Provided records:
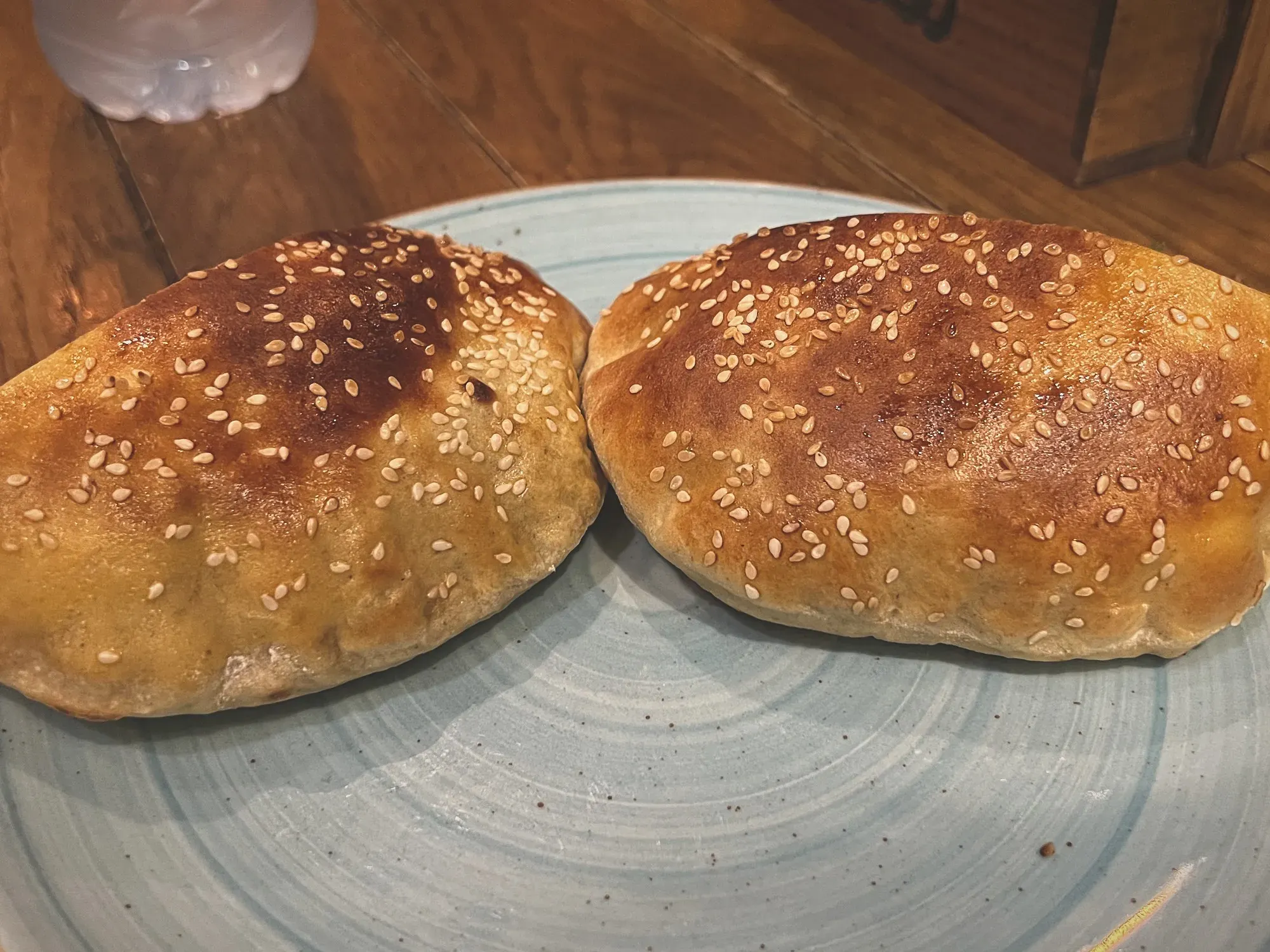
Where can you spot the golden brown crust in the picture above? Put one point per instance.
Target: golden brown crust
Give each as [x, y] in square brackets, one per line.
[1031, 441]
[291, 470]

Do this: Copy every line above word for word, leaving out the pictures.

The completed task:
Where can you spot the golden brown crust in the picture above? Put one point per instance.
Target: golden brown crust
Give each as [x, y] in square brackets, one per line.
[1031, 441]
[291, 470]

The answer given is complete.